### Extract provided
Hi, I have a few questions about the G700.

Only 8 of the buttons are programmable? From the pictures it appears that there are 14 buttons total, 13 of which (aside from the microgear button behind the scroll wheel) I would think would be programmable: left click, right click, middle click, left tilt, right tilt, four thumb buttons (G4-G7), three dpi buttons on top left-hand side (G8-10) and another button G11 behind the microgear button.

When the cable is plugged in does it operate as a true wired mouse or is it just charging the battery?

How does it compare overall to the G500 ?

Do you know when it's being released for sale in the US?

Thanks


----------



## DanishDevil (Aug 5, 2010)

From my limited knowledge about it (that consists of google searches) I remember seeing somewhat of an October - November timeframe for release.


----------



## Mussels (Aug 5, 2010)

### Problem A
Reproduce word for word the part of the G700 forum thread that opens with the words containing "Do you know" and closes with "timeframe for release.".
### Problem B
Rewrite as a numbered list the lines of the records that run from the start of the records through the line containing "[196,126,222,204]", including both ends and leaving out any blank lines.
The forum thread about the G700 and the records have no connection to each other.

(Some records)
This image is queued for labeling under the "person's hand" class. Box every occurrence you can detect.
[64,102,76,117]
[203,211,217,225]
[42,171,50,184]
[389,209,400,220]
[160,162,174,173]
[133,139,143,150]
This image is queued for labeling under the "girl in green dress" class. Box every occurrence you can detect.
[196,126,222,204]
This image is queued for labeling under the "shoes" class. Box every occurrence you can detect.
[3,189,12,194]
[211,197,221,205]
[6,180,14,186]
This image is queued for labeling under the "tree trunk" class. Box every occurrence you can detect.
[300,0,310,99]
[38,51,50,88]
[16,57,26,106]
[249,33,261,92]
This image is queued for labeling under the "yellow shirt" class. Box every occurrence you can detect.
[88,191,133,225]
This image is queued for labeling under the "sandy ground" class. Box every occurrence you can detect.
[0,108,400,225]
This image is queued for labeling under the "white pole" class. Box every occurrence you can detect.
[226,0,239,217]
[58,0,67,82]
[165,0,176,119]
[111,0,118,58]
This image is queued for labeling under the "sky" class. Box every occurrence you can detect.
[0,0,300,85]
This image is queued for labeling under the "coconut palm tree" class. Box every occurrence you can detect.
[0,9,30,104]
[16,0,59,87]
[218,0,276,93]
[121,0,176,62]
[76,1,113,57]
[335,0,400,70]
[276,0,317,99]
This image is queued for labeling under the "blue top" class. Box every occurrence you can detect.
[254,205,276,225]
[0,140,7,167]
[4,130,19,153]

### Finished answer A
Do you know when it's being released for sale in the US?

Thanks


----------



## DanishDevil (Aug 5, 2010)

From my limited knowledge about it (that consists of google searches) I remember seeing somewhat of an October - November timeframe for release.

### Finished answer B
1. This image is queued for labeling under the "person's hand" class. Box every occurrence you can detect.
2. [64,102,76,117]
3. [203,211,217,225]
4. [42,171,50,184]
5. [389,209,400,220]
6. [160,162,174,173]
7. [133,139,143,150]
8. This image is queued for labeling under the "girl in green dress" class. Box every occurrence you can detect.
9. [196,126,222,204]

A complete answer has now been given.